In every row below, swap "Guideline reminder" for "Annotation rule" and leave all other text unchanged.

EXTRACTED INFORMATION:

········

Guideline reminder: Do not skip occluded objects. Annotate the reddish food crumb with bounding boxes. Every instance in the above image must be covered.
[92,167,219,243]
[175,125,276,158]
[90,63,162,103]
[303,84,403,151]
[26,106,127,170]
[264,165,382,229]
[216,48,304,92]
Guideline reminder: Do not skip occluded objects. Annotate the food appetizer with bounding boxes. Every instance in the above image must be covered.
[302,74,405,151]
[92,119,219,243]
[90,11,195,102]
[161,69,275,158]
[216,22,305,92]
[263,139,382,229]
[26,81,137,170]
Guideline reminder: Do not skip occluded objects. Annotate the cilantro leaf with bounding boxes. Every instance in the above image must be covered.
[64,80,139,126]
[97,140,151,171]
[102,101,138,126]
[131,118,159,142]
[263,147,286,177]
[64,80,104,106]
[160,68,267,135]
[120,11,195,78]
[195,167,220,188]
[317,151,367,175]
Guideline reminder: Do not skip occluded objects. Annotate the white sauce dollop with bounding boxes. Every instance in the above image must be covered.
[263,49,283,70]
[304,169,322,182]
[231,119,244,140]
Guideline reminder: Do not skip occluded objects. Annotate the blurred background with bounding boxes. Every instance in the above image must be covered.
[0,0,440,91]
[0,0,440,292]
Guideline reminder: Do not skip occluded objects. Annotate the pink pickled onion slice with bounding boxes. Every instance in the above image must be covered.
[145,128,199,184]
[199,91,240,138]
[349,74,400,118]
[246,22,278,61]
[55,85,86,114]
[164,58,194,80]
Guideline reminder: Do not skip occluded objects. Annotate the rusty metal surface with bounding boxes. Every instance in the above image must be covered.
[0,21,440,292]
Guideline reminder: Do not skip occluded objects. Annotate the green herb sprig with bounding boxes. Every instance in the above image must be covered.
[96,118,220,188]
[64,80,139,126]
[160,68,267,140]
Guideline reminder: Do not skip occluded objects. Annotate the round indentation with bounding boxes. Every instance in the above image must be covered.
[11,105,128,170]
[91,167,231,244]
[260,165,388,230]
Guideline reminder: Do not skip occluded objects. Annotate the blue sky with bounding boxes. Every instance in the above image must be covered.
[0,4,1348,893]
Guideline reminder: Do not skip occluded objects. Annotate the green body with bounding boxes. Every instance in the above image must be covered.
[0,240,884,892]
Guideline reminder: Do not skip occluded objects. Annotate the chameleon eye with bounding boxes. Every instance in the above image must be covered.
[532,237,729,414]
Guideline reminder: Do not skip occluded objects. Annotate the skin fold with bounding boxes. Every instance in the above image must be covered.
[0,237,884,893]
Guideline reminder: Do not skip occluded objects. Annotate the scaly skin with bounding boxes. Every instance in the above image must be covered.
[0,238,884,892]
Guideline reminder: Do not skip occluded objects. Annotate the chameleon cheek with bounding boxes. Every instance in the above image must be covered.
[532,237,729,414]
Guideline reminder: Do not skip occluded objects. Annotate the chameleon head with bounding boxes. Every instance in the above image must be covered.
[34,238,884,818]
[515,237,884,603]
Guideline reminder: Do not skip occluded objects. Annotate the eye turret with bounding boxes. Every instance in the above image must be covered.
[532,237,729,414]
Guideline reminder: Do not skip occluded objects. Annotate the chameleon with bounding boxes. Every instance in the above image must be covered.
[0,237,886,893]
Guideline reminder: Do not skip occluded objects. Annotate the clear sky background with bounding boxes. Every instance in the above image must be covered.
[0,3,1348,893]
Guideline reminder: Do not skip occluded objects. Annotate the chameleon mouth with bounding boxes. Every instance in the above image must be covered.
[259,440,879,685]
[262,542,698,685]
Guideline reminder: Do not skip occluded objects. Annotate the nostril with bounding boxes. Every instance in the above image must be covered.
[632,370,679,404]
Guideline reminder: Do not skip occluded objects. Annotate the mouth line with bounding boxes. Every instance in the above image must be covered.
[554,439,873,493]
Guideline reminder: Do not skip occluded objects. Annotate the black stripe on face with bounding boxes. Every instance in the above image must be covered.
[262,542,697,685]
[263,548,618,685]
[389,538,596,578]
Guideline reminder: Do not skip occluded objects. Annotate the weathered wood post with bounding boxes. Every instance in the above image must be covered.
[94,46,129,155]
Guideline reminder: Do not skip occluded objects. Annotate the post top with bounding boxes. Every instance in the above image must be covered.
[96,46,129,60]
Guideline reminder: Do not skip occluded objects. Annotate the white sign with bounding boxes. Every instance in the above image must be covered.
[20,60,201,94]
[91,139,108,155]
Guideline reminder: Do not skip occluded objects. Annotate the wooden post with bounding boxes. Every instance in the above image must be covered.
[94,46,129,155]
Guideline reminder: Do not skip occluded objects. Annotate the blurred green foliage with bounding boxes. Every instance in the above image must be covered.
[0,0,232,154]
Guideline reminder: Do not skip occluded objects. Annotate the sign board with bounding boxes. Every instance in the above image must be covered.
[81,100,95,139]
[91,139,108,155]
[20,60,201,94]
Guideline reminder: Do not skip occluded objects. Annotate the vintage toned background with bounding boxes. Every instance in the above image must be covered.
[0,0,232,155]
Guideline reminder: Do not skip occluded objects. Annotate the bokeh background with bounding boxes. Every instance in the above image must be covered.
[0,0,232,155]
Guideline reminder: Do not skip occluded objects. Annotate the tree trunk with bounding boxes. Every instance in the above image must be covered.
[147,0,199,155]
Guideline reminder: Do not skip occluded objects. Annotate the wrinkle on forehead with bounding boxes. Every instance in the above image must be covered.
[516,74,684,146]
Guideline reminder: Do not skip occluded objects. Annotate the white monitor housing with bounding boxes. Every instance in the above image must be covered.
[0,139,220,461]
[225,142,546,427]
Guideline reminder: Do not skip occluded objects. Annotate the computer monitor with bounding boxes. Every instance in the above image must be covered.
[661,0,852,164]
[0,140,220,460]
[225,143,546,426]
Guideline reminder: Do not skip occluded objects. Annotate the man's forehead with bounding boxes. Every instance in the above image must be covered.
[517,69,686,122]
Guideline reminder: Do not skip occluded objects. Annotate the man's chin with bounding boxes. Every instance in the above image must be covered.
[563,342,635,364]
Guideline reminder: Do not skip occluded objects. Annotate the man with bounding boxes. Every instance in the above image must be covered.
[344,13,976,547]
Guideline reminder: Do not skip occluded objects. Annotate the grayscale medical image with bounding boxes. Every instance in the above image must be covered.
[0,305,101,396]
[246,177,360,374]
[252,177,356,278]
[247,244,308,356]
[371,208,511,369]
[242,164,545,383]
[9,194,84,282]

········

IN RESPONSE:
Annotation rule: Do not skip occluded objects. Annotate the reddish food crumb with bounding boxes. Every instance in the above image must be covered.
[92,167,219,243]
[175,125,276,158]
[90,63,162,103]
[303,84,403,151]
[26,106,127,170]
[264,165,382,229]
[216,48,304,92]
Annotation rule: Do not skip occluded objects. Annotate the food appetizer with bounding boxes. Every instance in the above image must be covered.
[302,74,405,151]
[92,119,219,243]
[90,11,195,102]
[161,69,275,158]
[216,22,305,92]
[263,139,382,229]
[26,81,137,170]
Annotation rule: Do not skip occluded objects. Annotate the cilantro leaf with bounding boxes. Every instance in the above image must be covered.
[64,80,139,126]
[97,140,151,171]
[102,101,138,126]
[131,118,159,142]
[263,147,286,177]
[64,80,104,106]
[160,68,267,135]
[120,11,195,78]
[195,167,220,188]
[317,151,367,175]
Annotation rule: Do not skip occluded objects. Annotate the white sauce dollop with bounding boxes. Every instance in the above image must be covered.
[263,49,283,70]
[304,169,322,182]
[231,119,244,140]
Annotation rule: Do not skip occluded objects. Annotate the blurred background with bounding boxes. Every instance in the above image must be covered.
[0,0,440,91]
[0,0,440,292]
Annotation rule: Do not skip occluded objects. Annotate the pink pickled onion slice with bounding boxes. Every instance in the above image must be covered.
[145,128,199,184]
[199,91,240,138]
[349,74,400,118]
[246,22,278,61]
[55,85,86,114]
[164,58,194,80]
Annotation rule: Do not skip occluded objects. Annotate the rusty metal surface with bounding boxes. Every instance in the above image must be covered.
[0,21,440,292]
Annotation rule: Do not skip occluded objects. Annotate the green herb sprig with bounding boxes. Every instance in the above image must be covered.
[96,118,220,188]
[64,80,139,126]
[160,68,267,140]
Annotation rule: Do not skip occluded objects. Annotate the round indentation with bounding boxes. Every instance in the above image must be covered.
[11,105,128,170]
[91,167,231,244]
[260,165,388,230]
Annotation rule: Do not skip occluded objects. Annotate the blue sky with bounding boxes. Every instance in the above image must be covered.
[0,4,1348,893]
Annotation rule: Do not skip occluded objects. Annotate the green body with bounding boxes. Every instance in the above image must be covered.
[0,240,884,892]
Annotation rule: Do not skip occluded objects. Annotate the chameleon eye with bounding boxes. Every instance in the above image must be covered.
[532,237,729,414]
Annotation rule: Do not skip occluded objects. Annotate the skin fold with bounding boxes. Every instance in the above image must be covered.
[0,237,884,893]
Annotation rule: Do not skip occluded objects. Annotate the scaly skin with bounding boxes. Every instance in the above image must be covered.
[0,238,884,892]
Annotation rule: Do not skip occluded objects. Annotate the chameleon cheek with bounding boxes. Every instance in the above image must be covered.
[532,237,729,414]
Annotation rule: Do not skip occluded objects. Annotate the chameleon head with bounding boxes. Every instance in the above image must be covered.
[34,238,884,818]
[515,237,884,603]
Annotation rule: Do not skip occluded objects. Annotate the eye turret with bounding boxes. Every instance in the above image must be covered.
[532,237,729,414]
Annotation rule: Do not skip occluded objects. Annotate the chameleon with bounding boxes. Every instance in the above image must be covered.
[0,237,886,893]
Annotation rule: Do not skip occluded objects. Annotate the clear sky background with bounding boxes. Every instance in the above image must be covered.
[0,3,1348,893]
Annotation rule: Do not skip occluded objects. Annotate the chameleon mouth with bounding boxes. Every instance in the above image must be covered.
[259,440,879,685]
[262,542,698,685]
Annotation rule: Do not skip occluded objects. Annotate the nostril with bounding boxes. Every instance in the above image must be covered.
[632,370,679,404]
Annotation rule: Do not skip occluded objects. Annotate the mouth line with bounding boxes. Every instance in the above image must be covered.
[554,439,873,493]
Annotation rule: Do not skip occluded objects. Annotate the black stripe on face with bounding boxes. Every instance in the above image must be covered.
[262,542,697,685]
[263,548,618,685]
[389,538,596,578]
Annotation rule: Do not skip occluded objects. Annotate the weathered wood post with bounding boxes. Every instance in the above image must be covered.
[94,46,129,155]
Annotation rule: Do not skip occluded objects. Annotate the post top with bounding boxes. Every instance in the above image must be covered.
[96,46,129,60]
Annotation rule: Do not skip occluded objects. Annotate the white sign with bounding boxes. Every instance in the above image must be covered.
[20,60,201,94]
[91,139,108,155]
Annotation rule: Do not skip occluded objects. Annotate the wooden post with bounding boxes. Every instance in the above image must be covered.
[94,46,129,155]
Annotation rule: Do not skip occluded objects. Annotate the blurred green foliage with bounding boxes. Every instance in the above image must be covered.
[0,0,232,154]
Annotation rule: Do not skip occluded objects. Annotate the sign board with bounding boxes. Every instance in the above image must be covered.
[81,100,95,139]
[91,139,108,155]
[20,60,201,94]
Annotation rule: Do not skip occluded objects. Annotate the vintage toned background with bounding boxes. Every instance in the above image must be covered.
[0,0,232,155]
Annotation rule: Do not skip occluded objects. Annotate the bokeh background with bounding boxes. Every instance in the above image must be covered.
[0,0,232,155]
Annotation rule: Do not skip occluded objects. Annotate the tree trunk with bounding boxes. Every instance in the above image must be covered.
[147,0,199,155]
Annotation rule: Do not skip occluded objects. Annotate the wrinkle on forehead with bounding boxes. Every instance in the above image must be covered.
[516,74,684,146]
Annotation rule: Do not skip occluded objects. Annotate the white monitor housing with bounding boxes. Every instance in the above image must be covered.
[0,139,220,461]
[225,142,546,427]
Annotation rule: Do not skip occluded objects. Annotate the computer monitor with bounding boxes. Every instance in the above image must be covered.
[661,0,852,164]
[0,140,220,460]
[225,143,546,426]
Annotation rule: Do not skip occluded objects. Annotate the man's forehead with bounding boxes. Every instance in the above image must be covered.
[517,69,686,122]
Annotation rule: Do not skip occluded objects. Annotate the man's chin with bounding boxes. Every instance in the above image must be covered.
[563,342,635,364]
Annotation rule: Do not skip occluded objects. Annotate the man with bounding boxes. Every instance in the above image must be covered.
[344,13,976,547]
Annotation rule: Do not skip occluded objects. Annotate the grayscale medical image with bounding boxes. Every instance in the above image must be covered.
[0,305,101,396]
[246,177,360,374]
[252,177,356,278]
[247,244,308,356]
[371,208,511,369]
[242,164,545,383]
[9,194,84,282]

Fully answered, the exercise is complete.